__WORK TASK 1__:
In one to three sentences, explain why the bioplastics news text says that Milan's school canteens reduce the catering service's environmental impact by switching to Mater-Bi tableware.
__WORK TASK 2__:
Copy the bioplastics news text word for word, starting with "Plates made of" and going on through "the catering service.".

__STUDY TEXT__:

^^^^^^^^^^^^^^^^

Bio-TPV as a substitute for soft PVC on floors: Fraunhofer Umsicht is developing a bio-based TPV material that could conceivably replace soft PVC in vinyl flooring. The researchers at Fraunhofer Umsicht are exploring the possibilities of a new, plasticizer-free, bio-based, thermoplastic vulcanizate (Bio-TPV) consisting of a soft, bio-based component, such as natural rubber, dispersed in a PLA matrix. Project partner FKuR will focus on the further development of the material at Fraunhofer Umsicht and the scale-up of the production process to industrial scale.
Toyobo and Avantium partner on PEF polymerization and PEF films: Toyobo and Avantium have jointly developed thin films made from PEF, a 100% bio-based plastic based on Avantium’s proprietary YXY technology for the production of FDCA. These PEF films are about 10 micrometer in thickness and can be applied for food packaging, in electronics applications such as displays or solar panels, industrial and medical packages. Compared to standard PET films, PEF films have a 10x higher oxygen barrier, 2-3x higher water vapor barrier, improved mechanical strength, and are fully transparent.
Plates made of Mater-Bi for Milan school canteens: Since the beginning of this month, Milano Ristorazione, the Municipality of Milan’s company that manages the catering service of Milan schools, makes use exclusively of compostable tableware made of Mater-Bi, a family of biodegradable and compostable bioplastics developed by Italian bioplastics company Novamont, when providing meals for the pupils in nursery, primary and secondary schools. The plates in which the meals will be served can be collected together with food waste and sent for composting, thus significantly reducing the environmental impact of the catering service.

^^^^^^^^^^^^^^^^

Records drawn from a collection:
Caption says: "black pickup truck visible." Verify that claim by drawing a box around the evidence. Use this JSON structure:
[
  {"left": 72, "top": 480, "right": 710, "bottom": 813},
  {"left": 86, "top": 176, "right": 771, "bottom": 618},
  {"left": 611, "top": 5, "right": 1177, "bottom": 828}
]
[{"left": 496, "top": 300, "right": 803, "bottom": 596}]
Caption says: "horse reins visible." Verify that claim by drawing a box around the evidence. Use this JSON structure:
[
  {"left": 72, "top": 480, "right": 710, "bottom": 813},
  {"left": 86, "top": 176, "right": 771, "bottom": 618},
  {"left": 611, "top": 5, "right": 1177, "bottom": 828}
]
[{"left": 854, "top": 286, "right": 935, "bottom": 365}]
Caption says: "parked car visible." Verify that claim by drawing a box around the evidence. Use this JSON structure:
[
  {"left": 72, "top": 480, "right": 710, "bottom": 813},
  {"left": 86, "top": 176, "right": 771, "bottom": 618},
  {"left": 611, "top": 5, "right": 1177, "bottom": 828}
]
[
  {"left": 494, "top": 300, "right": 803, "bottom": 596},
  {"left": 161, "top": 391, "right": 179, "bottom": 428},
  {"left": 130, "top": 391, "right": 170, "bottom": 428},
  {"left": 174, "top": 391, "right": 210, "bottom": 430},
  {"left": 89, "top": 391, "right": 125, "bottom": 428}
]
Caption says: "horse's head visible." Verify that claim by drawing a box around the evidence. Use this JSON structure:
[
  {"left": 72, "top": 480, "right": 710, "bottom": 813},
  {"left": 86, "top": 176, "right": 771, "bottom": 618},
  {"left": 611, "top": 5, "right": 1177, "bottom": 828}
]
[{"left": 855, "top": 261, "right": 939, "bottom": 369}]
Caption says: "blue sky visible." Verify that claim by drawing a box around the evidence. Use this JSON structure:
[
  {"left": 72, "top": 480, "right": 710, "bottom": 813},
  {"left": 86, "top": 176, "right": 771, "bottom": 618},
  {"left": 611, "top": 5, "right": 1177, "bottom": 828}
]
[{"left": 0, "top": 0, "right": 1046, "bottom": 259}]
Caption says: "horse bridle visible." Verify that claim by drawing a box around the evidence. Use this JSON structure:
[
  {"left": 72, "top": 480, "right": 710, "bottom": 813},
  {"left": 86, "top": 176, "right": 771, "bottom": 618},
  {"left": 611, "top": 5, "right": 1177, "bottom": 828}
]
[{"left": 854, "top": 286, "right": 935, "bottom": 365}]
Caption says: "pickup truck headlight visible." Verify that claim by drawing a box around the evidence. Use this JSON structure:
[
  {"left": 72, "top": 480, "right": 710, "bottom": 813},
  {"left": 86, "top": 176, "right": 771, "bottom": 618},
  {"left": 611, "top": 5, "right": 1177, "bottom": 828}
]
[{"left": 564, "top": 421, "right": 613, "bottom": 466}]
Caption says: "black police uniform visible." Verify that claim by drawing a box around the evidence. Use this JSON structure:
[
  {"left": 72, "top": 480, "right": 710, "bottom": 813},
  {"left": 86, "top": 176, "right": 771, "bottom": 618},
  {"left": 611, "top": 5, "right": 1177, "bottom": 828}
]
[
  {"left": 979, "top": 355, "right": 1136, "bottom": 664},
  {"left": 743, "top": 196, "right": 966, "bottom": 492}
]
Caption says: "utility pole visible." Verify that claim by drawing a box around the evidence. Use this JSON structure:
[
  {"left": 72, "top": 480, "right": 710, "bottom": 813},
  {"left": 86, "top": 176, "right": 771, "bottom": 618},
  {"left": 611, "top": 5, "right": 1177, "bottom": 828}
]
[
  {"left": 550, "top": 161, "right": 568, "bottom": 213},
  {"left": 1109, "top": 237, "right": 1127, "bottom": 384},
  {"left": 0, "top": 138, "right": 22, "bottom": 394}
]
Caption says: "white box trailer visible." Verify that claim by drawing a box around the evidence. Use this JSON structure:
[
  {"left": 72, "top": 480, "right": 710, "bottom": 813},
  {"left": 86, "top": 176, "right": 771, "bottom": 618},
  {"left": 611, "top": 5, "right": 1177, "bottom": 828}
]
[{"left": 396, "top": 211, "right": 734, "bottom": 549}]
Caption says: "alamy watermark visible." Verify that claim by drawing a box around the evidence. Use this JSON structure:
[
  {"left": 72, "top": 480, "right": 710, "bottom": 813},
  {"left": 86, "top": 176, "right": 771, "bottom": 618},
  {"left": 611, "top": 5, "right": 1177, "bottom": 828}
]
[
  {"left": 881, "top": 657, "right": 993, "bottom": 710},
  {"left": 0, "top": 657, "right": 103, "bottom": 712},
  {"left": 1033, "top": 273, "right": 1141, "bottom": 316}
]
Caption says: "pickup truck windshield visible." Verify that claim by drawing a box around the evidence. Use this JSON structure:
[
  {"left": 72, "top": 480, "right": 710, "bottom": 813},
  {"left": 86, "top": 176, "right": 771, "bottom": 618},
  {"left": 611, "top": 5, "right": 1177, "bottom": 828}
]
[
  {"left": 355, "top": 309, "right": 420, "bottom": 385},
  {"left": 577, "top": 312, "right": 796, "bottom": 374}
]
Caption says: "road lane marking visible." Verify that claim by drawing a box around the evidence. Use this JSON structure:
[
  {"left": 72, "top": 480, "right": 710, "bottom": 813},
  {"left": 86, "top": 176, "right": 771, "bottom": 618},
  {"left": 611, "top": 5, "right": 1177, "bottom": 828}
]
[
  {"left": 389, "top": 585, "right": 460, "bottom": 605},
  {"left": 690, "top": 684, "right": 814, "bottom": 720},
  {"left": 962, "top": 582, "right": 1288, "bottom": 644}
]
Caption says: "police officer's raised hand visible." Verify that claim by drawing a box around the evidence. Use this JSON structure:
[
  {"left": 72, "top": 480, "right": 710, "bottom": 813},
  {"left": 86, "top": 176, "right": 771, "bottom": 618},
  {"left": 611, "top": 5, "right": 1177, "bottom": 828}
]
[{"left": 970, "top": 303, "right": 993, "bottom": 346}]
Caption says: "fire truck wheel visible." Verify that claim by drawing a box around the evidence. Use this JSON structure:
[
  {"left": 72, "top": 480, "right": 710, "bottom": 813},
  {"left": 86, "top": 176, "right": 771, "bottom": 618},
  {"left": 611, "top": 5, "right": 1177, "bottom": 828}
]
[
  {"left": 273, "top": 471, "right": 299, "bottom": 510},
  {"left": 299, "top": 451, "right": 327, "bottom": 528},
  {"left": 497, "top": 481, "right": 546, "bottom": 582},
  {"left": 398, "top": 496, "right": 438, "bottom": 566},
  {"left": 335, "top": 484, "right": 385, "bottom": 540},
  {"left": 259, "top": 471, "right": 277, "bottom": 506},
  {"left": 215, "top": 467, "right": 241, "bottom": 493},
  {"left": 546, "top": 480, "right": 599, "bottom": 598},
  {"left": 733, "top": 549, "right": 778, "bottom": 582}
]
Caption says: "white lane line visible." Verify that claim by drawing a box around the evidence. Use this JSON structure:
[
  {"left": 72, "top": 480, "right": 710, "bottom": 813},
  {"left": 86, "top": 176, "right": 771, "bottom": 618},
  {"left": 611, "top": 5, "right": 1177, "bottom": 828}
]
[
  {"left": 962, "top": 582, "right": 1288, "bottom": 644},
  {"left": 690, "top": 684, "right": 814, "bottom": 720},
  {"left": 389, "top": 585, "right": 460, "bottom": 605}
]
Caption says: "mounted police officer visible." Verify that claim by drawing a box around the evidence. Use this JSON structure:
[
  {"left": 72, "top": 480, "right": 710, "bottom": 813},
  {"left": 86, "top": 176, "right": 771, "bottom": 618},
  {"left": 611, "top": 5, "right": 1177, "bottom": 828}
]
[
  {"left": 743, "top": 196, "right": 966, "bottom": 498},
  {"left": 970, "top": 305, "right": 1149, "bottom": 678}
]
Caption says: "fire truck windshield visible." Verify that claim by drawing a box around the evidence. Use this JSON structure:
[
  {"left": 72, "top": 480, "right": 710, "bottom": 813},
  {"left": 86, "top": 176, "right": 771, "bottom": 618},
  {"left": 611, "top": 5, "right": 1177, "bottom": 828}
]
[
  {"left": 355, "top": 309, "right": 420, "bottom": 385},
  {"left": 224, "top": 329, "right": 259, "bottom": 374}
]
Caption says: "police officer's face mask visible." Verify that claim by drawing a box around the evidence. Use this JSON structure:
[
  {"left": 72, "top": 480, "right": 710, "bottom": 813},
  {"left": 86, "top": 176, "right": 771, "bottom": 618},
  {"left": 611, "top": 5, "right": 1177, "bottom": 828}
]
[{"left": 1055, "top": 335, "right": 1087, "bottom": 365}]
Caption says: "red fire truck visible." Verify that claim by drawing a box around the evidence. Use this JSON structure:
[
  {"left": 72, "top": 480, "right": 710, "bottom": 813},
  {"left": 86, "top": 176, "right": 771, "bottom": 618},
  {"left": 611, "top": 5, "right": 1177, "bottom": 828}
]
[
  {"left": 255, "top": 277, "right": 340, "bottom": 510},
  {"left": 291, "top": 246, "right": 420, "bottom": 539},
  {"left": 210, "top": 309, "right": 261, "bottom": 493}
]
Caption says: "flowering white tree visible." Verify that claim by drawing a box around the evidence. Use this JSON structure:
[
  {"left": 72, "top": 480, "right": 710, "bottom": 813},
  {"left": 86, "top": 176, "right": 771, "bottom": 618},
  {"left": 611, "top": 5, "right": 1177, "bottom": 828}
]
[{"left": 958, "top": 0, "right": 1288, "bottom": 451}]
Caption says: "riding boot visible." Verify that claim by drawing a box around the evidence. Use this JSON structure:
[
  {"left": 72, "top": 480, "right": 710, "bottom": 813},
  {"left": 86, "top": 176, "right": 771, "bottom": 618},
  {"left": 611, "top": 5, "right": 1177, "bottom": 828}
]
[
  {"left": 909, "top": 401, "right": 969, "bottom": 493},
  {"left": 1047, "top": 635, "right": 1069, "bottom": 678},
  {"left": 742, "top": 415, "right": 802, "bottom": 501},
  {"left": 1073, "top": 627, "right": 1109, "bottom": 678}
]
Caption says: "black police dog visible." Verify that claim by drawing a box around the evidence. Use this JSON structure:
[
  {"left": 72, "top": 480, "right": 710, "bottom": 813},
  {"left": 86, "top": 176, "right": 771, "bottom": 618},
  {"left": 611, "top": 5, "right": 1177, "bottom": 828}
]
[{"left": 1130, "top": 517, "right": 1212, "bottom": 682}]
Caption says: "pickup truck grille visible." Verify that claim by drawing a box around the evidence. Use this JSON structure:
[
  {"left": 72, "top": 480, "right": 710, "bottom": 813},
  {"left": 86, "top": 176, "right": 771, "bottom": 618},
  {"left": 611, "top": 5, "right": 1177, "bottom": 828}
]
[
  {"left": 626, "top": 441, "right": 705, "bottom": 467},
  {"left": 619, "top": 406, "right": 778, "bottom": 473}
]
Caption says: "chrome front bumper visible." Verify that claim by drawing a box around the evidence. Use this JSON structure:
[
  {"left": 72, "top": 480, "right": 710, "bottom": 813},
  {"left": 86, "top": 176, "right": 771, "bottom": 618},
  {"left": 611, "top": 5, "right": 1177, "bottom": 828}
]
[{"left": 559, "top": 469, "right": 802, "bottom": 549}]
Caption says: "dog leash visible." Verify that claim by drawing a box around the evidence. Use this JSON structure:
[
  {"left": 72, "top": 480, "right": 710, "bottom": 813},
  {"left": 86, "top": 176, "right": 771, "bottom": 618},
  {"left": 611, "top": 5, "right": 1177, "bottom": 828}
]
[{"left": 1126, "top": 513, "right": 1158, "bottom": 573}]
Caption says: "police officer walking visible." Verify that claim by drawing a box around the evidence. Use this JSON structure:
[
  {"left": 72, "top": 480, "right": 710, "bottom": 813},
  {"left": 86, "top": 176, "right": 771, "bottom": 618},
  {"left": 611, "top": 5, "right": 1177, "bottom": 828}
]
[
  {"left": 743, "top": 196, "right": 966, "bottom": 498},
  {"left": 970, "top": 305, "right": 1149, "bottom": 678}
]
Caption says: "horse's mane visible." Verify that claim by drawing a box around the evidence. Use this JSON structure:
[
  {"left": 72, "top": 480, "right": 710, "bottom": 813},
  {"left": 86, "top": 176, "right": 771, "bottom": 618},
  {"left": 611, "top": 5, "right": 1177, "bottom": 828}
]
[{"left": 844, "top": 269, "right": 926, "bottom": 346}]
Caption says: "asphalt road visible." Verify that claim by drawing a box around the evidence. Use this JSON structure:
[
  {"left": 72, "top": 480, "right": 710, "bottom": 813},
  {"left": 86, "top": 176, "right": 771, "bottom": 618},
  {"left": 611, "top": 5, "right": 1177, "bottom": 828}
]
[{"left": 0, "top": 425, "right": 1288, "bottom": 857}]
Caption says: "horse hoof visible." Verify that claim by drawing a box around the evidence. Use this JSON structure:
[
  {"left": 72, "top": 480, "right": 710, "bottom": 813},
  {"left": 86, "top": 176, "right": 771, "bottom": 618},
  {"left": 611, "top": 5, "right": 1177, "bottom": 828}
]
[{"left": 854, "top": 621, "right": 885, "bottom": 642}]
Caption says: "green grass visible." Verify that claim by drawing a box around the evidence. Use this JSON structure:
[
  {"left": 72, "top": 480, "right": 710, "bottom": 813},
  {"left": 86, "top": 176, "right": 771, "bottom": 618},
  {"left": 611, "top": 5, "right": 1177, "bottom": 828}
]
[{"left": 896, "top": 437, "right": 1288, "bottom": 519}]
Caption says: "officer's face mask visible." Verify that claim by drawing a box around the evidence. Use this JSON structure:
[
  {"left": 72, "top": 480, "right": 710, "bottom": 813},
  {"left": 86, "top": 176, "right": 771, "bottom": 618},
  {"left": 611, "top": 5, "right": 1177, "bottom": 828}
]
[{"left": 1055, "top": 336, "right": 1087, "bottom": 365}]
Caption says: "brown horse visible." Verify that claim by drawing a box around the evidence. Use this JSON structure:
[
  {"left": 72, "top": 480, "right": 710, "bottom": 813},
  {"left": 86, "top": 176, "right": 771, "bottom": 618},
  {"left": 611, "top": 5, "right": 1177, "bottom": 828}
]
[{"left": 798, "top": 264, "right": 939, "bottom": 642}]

^^^^^^^^^^^^^^^^

__YOUR RESPONSE 1__:
The plates are made of Mater-Bi, a compostable bioplastic, so they can be collected together with food waste and sent for composting. According to the text, this significantly reduces the environmental impact of the catering service.

__YOUR RESPONSE 2__:
Plates made of Mater-Bi for Milan school canteens: Since the beginning of this month, Milano Ristorazione, the Municipality of Milan’s company that manages the catering service of Milan schools, makes use exclusively of compostable tableware made of Mater-Bi, a family of biodegradable and compostable bioplastics developed by Italian bioplastics company Novamont, when providing meals for the pupils in nursery, primary and secondary schools. The plates in which the meals will be served can be collected together with food waste and sent for composting, thus significantly reducing the environmental impact of the catering service.